Reproduce the passage of the session ale review verbatim, starting at "The beer could" and ending at "excellent flavors present.".
══ Passage provided
Why meaningless? You see brewers calling beers session ales that have alcohol levels ranging from under 3% ABV to over 8% ABV. Bitterness levels are equally all over the map. This is okay, but it does confuse the beer drinker. It just requires a little leg work and tasting. First world problem, I know.
Keeping myself on trend, I brewed up a batch of Northern Brewer’s SMASH American Session Ale:
iBrewMaster calculated the beer to be 3.8% IBV and ~48 IBU. Ignoring the voluminous head of some of the bottles in this batch, it’s a pretty well balanced beer. The bitterness is about perfect and the dry hopping adds a resinous after taste that lingers just long enough to enjoy without becoming annoying.
The beer could use a little more body to it to balance out the bitterness and “hoppyness.” I would not suggest upping the alcohol content because I found this to be a very drinkable ale, but I would rather find a way to incorporate a malt structure that has a better chance of supporting the excellent flavors present.
════
══ Material supplied
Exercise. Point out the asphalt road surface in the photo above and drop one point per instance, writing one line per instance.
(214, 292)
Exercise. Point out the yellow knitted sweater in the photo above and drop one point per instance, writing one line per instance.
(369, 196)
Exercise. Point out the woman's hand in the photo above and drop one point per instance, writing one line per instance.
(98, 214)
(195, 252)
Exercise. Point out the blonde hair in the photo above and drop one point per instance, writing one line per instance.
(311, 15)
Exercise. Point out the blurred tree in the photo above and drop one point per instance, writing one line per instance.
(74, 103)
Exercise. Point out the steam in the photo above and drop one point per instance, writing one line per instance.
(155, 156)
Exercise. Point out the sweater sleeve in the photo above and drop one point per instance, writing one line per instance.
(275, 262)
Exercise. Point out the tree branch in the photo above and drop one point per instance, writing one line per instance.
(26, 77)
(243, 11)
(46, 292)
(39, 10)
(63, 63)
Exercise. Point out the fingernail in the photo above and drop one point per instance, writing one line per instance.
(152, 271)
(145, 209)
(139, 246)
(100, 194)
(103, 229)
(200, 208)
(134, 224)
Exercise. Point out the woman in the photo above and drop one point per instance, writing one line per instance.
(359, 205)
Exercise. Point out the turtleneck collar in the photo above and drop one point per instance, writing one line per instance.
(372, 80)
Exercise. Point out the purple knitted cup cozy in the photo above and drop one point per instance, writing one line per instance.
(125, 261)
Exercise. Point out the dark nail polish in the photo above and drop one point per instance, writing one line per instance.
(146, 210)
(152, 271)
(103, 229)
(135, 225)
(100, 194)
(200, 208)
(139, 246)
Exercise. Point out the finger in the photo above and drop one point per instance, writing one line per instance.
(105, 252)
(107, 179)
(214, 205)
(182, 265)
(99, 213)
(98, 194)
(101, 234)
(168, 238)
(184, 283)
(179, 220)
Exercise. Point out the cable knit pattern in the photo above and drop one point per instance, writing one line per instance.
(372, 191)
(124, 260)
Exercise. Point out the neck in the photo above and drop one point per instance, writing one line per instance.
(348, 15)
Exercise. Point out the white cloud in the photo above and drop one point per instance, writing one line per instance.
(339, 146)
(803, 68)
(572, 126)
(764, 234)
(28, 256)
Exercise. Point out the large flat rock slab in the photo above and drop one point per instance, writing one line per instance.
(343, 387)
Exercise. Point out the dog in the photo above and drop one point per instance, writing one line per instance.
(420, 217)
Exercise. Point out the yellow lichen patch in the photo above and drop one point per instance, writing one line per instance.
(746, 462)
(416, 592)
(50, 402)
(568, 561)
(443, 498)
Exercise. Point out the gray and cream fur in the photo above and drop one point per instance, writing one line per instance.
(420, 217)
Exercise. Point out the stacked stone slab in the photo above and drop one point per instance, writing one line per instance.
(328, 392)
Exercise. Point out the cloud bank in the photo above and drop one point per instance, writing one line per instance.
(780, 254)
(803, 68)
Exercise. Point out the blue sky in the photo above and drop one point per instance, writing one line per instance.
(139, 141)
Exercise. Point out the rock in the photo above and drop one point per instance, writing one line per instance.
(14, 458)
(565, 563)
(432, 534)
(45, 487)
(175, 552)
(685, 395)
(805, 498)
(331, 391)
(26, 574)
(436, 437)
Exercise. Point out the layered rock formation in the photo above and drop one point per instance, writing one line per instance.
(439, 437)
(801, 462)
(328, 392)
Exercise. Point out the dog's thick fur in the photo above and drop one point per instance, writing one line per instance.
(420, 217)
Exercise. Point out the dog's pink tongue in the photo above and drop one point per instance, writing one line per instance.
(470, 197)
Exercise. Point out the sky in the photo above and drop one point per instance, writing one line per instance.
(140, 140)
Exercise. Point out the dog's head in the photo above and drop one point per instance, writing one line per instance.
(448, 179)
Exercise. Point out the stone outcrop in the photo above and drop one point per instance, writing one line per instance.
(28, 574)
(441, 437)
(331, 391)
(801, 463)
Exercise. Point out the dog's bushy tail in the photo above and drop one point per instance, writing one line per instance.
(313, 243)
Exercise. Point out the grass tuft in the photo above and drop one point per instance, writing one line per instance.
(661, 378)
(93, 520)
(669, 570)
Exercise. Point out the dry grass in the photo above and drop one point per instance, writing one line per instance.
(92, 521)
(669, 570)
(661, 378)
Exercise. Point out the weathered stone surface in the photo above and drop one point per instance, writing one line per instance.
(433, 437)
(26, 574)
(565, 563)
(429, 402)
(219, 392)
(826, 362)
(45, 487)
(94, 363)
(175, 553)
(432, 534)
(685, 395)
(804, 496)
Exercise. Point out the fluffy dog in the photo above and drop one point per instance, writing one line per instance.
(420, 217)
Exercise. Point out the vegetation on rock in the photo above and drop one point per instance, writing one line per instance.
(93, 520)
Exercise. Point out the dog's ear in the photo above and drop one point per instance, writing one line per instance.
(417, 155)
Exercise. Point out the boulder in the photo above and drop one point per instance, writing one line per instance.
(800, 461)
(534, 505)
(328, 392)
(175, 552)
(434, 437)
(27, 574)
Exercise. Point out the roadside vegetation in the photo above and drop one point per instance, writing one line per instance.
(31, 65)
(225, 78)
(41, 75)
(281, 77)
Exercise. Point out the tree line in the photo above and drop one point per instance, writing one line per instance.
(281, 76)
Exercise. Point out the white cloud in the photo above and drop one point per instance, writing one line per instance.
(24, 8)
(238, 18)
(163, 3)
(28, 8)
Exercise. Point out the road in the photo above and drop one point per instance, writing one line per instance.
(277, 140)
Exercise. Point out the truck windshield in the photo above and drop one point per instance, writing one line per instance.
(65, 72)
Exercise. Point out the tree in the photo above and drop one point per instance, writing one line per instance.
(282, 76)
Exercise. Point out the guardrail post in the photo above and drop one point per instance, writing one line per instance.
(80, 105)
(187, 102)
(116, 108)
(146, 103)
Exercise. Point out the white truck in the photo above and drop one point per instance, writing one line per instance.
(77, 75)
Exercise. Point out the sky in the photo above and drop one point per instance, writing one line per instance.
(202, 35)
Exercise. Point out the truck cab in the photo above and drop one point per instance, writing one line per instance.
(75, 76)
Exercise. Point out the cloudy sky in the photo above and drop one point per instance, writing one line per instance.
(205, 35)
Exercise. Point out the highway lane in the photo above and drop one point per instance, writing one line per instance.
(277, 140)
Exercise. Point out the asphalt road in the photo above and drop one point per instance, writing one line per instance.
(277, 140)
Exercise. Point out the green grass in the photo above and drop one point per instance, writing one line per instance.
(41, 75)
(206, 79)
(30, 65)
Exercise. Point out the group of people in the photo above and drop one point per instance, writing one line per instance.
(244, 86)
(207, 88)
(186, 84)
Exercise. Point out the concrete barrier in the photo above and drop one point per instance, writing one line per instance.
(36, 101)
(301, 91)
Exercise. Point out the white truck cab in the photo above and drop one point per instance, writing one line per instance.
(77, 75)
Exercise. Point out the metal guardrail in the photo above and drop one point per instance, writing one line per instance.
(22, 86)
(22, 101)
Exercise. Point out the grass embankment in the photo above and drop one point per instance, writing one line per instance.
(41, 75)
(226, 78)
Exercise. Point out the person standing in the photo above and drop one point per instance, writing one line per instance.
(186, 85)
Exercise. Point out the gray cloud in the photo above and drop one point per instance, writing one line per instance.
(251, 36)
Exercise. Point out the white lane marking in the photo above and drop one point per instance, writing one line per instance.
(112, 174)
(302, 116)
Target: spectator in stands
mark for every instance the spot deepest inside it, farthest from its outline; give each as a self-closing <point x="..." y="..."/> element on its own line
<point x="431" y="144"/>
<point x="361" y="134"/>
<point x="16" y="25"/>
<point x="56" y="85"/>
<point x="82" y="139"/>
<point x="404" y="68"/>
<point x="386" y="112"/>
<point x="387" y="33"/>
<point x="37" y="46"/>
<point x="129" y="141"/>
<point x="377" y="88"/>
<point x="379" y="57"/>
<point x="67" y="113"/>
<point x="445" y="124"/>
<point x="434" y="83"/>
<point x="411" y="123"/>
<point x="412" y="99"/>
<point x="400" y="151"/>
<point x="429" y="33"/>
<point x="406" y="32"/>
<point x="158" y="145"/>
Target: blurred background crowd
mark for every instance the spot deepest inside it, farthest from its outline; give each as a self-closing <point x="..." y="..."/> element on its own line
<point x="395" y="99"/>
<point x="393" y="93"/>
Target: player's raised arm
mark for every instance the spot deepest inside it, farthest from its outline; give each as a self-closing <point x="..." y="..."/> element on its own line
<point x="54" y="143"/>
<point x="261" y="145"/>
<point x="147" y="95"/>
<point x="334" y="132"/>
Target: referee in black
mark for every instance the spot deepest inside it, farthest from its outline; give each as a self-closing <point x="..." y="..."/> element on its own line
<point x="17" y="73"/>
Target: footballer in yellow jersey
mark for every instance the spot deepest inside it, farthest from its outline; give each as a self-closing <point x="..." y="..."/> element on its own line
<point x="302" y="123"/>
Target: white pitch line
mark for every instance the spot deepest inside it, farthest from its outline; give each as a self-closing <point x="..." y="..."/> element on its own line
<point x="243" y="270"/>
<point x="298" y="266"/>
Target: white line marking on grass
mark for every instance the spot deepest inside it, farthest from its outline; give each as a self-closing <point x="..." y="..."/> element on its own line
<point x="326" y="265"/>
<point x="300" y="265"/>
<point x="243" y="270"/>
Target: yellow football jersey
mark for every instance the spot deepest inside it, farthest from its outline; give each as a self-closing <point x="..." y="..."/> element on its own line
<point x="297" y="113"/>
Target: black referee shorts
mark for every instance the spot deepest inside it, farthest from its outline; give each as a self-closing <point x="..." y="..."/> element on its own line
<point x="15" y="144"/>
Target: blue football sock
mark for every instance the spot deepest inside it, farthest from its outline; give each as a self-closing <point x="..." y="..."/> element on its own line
════
▶ **Task output**
The beer could use a little more body to it to balance out the bitterness and “hoppyness.” I would not suggest upping the alcohol content because I found this to be a very drinkable ale, but I would rather find a way to incorporate a malt structure that has a better chance of supporting the excellent flavors present.